▸ **TEXT PROVIDED**
May 13, 2016

Childhood Kite Hobby Became a Lifelong Passion for Austinite and His Family

Reporting Texas


Richard Robertson made his first kite when he was 8. After buying a kite from a five-and-dime store in Dallas, he decided to experiment with making his own. He laid out bamboo sticks for the structure, then added brown paper and a tail, ending up with a traditional kite shape called “barn door.”

That was 80 years ago, and the beginning of a lifelong passion for kites that he shares with his wife, Marian, their five children and their grandchildren and great-grandchildren.

“It’s one of the universally wonderful, lovely, fun, laughing things that people can’t help but enjoy,” said Beth Mueller, the Robertsons’ youngest child.

Now 88 and suffering with leg problems, Richard Robertson no longer participates in events such as the annual Zilker Kite Festival. But his North Austin home attests to his continuing interest. More than 200 kites are rolled up and stored on racks in his garage, with a few more in the house.

“As opposed to flying a kite that’s already made commercially,” he said, “it’s really a lot more fun to see a kite up in the air that I’ve made.”

He even took an informal class in memoir writing at the University of Texas of Austin so he could put his passion down on paper.

“Kites have been so much a part of my life,” he said.

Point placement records

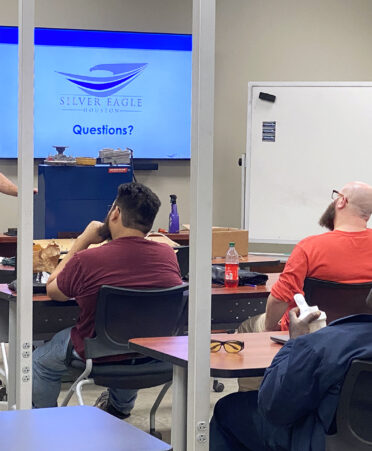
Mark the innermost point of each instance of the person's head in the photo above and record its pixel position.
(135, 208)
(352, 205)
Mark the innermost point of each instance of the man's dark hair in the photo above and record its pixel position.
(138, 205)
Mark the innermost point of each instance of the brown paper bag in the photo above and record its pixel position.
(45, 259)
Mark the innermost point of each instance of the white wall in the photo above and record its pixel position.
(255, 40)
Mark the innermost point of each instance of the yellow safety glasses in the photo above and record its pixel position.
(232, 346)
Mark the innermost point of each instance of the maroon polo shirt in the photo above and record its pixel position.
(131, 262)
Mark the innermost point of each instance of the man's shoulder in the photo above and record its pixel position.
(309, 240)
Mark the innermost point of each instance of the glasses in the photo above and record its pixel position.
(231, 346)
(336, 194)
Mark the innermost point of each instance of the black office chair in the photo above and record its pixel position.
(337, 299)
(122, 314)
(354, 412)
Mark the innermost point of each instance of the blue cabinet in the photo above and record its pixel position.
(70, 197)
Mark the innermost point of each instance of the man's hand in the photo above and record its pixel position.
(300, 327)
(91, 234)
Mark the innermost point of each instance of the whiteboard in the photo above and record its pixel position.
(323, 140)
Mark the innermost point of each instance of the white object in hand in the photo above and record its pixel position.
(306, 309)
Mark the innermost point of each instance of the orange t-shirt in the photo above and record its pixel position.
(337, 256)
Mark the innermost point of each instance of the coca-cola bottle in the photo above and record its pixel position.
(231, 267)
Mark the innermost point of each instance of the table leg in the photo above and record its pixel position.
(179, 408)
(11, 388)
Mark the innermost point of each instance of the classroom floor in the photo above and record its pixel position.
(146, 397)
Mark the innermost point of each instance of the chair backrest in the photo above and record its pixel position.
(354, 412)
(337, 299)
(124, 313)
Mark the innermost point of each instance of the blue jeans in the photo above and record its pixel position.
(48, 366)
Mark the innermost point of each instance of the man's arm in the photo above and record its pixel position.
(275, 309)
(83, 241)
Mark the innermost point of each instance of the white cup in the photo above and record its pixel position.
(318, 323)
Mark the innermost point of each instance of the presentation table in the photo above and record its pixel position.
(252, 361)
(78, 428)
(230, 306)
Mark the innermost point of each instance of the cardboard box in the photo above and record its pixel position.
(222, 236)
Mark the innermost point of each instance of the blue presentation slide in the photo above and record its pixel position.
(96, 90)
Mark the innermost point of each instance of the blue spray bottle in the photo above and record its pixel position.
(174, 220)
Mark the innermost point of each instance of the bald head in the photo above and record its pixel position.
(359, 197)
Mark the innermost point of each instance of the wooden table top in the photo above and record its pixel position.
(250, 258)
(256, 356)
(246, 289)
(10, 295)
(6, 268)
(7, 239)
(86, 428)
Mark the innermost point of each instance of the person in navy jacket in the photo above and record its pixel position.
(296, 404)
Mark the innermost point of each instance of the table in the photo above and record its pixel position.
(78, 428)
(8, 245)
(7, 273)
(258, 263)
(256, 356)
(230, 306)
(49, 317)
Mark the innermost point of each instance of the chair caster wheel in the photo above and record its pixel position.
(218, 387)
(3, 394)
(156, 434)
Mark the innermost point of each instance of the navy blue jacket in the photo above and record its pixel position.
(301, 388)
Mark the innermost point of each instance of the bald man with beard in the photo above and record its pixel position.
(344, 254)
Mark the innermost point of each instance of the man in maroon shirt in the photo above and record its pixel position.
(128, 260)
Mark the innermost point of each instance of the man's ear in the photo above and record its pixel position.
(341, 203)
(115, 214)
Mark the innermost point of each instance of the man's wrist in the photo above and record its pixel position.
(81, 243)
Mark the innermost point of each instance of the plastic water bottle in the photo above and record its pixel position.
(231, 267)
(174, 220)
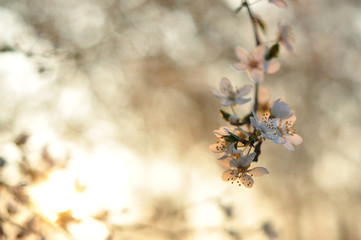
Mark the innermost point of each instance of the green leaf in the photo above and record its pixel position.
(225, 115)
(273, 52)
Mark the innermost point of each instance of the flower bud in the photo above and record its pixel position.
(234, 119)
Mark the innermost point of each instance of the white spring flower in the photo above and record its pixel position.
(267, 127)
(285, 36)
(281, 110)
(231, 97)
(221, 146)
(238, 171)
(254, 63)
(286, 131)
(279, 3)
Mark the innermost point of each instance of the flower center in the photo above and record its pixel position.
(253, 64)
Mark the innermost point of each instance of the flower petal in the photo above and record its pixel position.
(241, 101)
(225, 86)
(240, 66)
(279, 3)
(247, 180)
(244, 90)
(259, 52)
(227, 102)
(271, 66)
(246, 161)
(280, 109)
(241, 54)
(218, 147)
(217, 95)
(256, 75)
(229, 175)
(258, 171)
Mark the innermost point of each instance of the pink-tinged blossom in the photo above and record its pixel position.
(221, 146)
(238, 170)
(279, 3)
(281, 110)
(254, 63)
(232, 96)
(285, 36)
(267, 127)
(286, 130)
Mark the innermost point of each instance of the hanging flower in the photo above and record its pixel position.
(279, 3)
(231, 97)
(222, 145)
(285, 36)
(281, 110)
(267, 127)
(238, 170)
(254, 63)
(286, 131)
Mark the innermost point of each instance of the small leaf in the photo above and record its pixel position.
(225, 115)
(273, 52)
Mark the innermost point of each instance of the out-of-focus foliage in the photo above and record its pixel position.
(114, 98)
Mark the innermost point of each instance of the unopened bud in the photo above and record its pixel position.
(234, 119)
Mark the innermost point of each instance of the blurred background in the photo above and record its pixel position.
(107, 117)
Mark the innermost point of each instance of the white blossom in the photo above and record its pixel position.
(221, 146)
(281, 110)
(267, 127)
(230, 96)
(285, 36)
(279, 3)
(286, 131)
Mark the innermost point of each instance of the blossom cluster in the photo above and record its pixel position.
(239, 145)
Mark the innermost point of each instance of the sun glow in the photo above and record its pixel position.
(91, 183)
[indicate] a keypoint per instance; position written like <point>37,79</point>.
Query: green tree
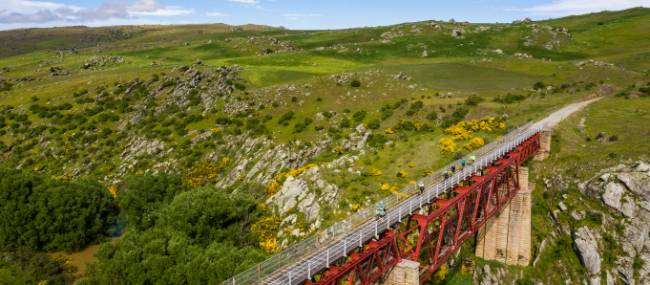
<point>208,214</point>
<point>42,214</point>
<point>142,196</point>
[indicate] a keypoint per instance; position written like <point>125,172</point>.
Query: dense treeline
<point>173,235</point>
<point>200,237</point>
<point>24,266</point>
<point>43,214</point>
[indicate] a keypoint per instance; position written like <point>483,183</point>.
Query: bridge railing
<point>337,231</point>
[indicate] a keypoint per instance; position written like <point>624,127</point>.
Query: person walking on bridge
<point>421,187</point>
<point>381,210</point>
--
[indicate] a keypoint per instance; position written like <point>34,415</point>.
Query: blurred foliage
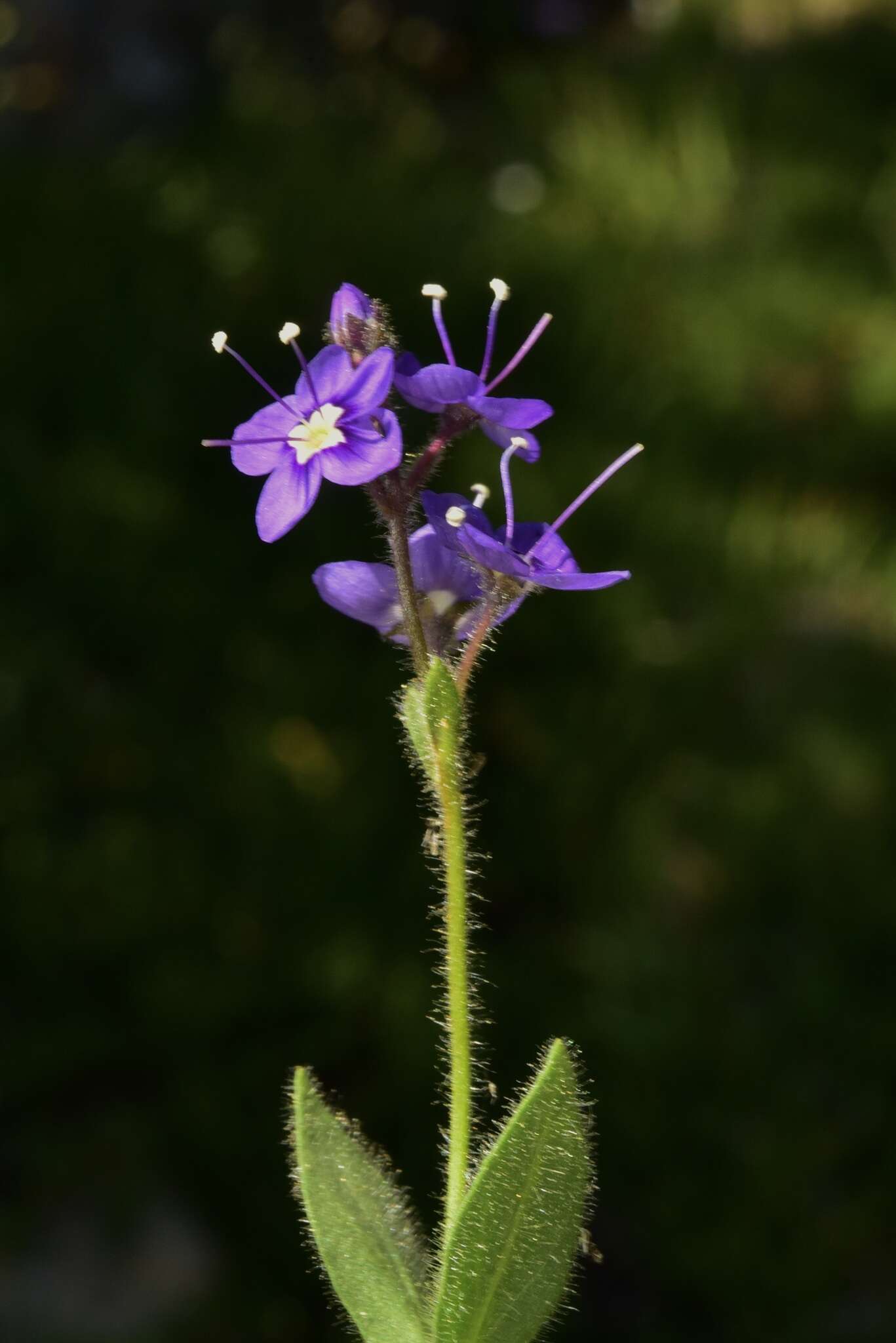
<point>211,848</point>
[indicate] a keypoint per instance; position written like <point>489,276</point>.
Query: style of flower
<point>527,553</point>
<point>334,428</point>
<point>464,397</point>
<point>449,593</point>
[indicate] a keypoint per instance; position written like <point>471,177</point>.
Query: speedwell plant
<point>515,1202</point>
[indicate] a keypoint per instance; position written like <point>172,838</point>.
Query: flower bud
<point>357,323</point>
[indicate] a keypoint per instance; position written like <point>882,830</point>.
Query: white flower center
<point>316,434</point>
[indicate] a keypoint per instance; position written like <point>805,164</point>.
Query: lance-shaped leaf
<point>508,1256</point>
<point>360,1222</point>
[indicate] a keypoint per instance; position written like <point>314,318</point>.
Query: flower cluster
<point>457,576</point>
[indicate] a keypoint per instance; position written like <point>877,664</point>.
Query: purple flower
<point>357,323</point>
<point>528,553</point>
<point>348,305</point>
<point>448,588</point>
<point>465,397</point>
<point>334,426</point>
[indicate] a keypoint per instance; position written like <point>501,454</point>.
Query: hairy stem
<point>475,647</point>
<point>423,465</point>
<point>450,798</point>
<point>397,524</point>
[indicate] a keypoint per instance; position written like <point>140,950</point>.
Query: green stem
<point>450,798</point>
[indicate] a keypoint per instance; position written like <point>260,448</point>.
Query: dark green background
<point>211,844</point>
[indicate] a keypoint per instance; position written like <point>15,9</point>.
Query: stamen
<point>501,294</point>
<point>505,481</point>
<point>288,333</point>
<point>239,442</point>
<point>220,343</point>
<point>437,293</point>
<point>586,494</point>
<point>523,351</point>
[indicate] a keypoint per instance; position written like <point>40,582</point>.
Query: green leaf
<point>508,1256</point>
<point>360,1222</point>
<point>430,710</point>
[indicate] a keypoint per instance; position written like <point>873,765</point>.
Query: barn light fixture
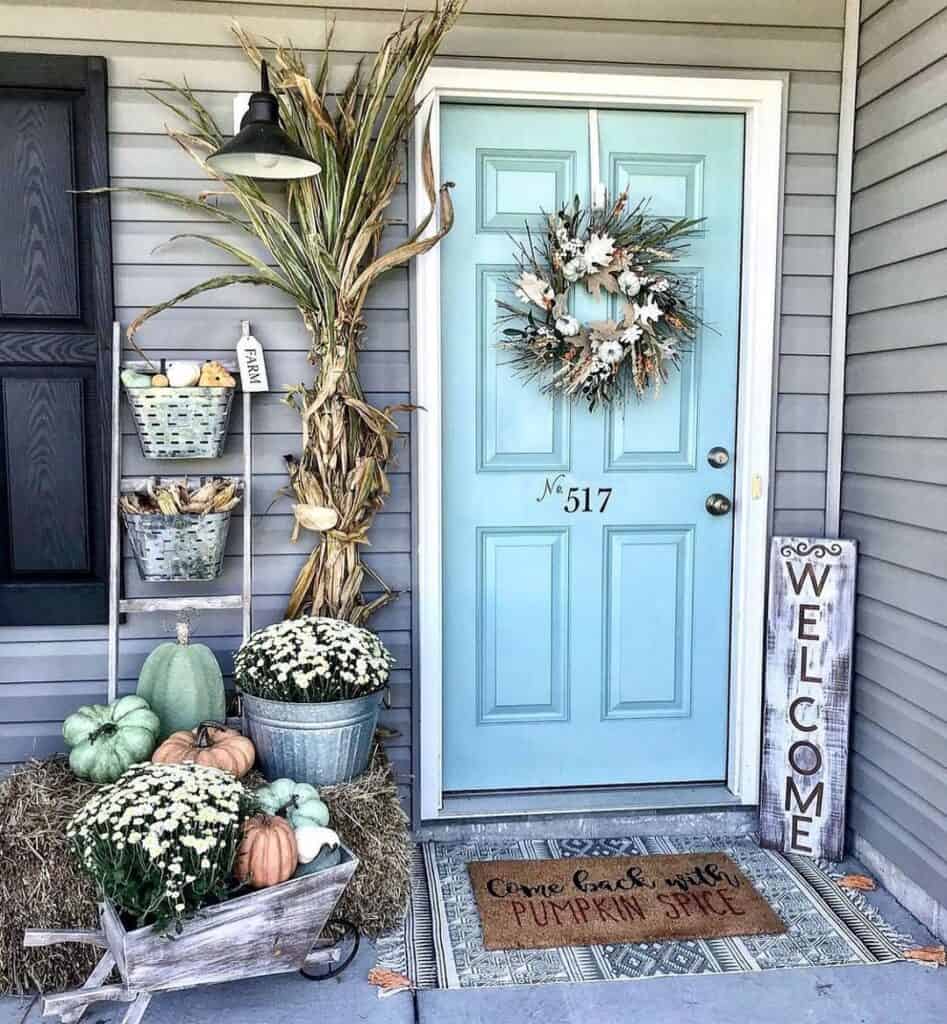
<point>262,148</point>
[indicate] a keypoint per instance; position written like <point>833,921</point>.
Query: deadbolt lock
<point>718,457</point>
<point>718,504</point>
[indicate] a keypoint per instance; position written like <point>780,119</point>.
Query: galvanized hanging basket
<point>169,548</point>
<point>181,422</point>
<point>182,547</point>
...
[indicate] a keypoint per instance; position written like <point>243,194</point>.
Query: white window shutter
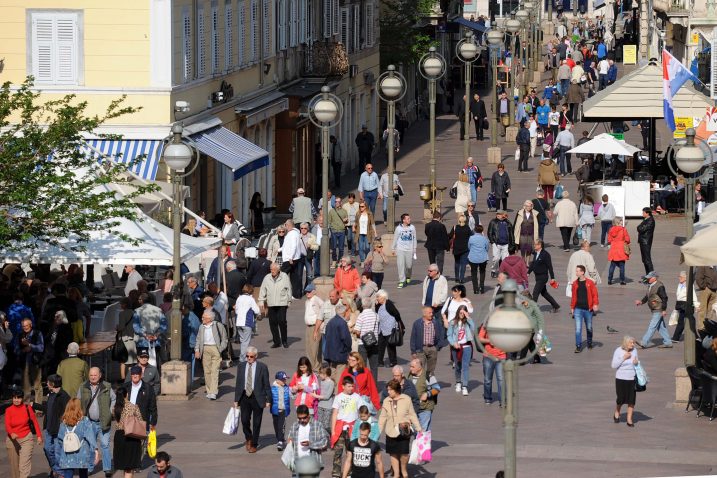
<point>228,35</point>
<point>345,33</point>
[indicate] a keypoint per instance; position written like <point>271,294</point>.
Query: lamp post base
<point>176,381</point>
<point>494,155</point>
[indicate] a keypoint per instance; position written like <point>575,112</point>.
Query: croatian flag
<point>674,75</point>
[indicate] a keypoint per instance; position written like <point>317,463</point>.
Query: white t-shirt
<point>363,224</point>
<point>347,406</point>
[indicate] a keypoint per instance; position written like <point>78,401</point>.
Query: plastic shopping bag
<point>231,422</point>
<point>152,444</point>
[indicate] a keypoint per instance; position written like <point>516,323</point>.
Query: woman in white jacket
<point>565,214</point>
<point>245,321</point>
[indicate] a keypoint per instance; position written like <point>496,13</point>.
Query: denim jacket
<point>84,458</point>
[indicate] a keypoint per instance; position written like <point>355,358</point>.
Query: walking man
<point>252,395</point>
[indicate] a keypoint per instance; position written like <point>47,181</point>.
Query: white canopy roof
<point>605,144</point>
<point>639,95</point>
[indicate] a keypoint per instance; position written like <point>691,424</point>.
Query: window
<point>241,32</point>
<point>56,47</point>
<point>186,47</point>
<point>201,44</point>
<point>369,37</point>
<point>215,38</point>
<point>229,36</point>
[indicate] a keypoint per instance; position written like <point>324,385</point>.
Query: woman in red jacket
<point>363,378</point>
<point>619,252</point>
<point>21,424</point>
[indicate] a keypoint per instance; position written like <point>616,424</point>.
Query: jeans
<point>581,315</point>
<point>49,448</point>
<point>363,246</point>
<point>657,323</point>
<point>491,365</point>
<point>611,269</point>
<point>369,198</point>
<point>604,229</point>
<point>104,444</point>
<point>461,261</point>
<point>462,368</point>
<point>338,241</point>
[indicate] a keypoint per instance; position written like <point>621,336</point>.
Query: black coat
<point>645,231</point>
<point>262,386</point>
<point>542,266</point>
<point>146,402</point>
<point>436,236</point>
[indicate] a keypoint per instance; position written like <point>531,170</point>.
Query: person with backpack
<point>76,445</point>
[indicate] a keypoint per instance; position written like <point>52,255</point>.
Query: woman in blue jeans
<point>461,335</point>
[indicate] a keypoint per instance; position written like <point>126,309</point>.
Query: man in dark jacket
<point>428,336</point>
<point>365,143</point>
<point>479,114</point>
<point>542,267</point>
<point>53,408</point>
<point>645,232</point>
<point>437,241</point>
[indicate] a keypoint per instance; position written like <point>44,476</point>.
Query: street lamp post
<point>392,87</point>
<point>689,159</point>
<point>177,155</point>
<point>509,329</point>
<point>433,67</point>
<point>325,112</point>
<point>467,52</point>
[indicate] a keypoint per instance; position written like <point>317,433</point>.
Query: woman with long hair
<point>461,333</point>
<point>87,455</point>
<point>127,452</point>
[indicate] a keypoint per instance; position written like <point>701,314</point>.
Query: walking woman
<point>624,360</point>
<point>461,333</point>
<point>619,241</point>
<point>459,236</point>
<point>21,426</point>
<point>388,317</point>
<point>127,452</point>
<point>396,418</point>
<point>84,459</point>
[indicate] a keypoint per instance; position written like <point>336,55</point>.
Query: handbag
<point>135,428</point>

▸ **STATED GOAL 1**
List the materials the kite article says Richard Robertson used to make his first kite.
▸ **STATED GOAL 2**
Please repeat the passage of the kite article between "May 13, 2016" and "Robertsons’ youngest child.", inclusive.

▸ **EXERCISE RESULT 1**
- Bamboo sticks
- Brown paper
- A tail

▸ **EXERCISE RESULT 2**
May 13, 2016

Childhood Kite Hobby Became a Lifelong Passion for Austinite and His Family

Reporting Texas


Richard Robertson made his first kite when he was 8. After buying a kite from a five-and-dime store in Dallas, he decided to experiment with making his own. He laid out bamboo sticks for the structure, then added brown paper and a tail, ending up with a traditional kite shape called “barn door.”

That was 80 years ago, and the beginning of a lifelong passion for kites that he shares with his wife, Marian, their five children and their grandchildren and great-grandchildren.

“It’s one of the universally wonderful, lovely, fun, laughing things that people can’t help but enjoy,” said Beth Mueller, the Robertsons’ youngest child.